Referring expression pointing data
━━━━━━

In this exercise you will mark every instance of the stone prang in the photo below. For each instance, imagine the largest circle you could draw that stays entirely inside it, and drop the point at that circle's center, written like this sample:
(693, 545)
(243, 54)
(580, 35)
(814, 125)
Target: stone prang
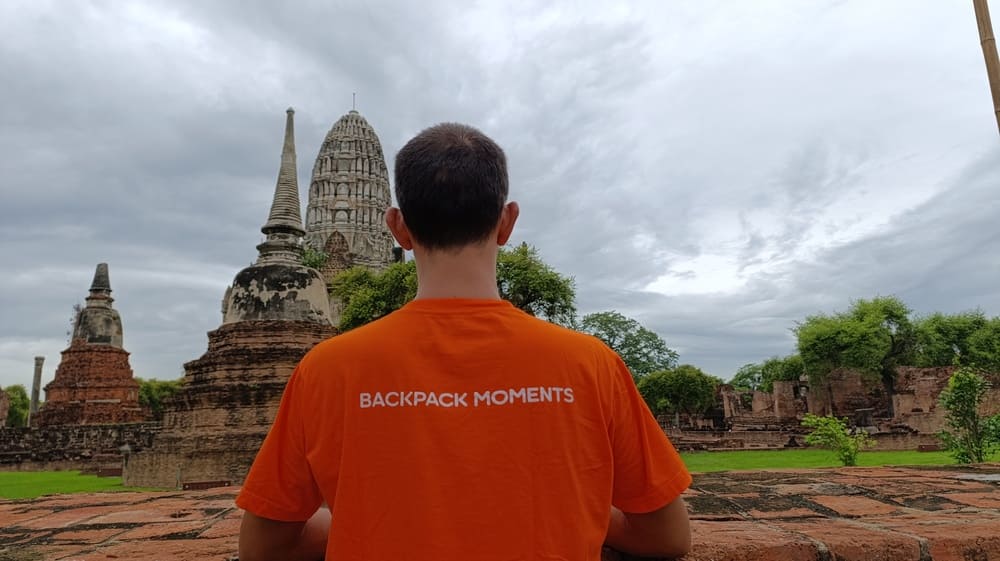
(348, 197)
(98, 323)
(274, 312)
(278, 286)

━━━━━━

**Task instructions**. Your answer must be an exact copy of every entry, with the pictures left out.

**Result for this exercise**.
In this exercise you will mark every instance of the stone prang in the photo below. For each instance, imagine the largest circle you could draw that stays entirely inside it, and drop the point at that circle's center, written like this sample:
(693, 545)
(243, 54)
(580, 35)
(814, 125)
Target: stone prang
(348, 197)
(98, 323)
(274, 312)
(278, 286)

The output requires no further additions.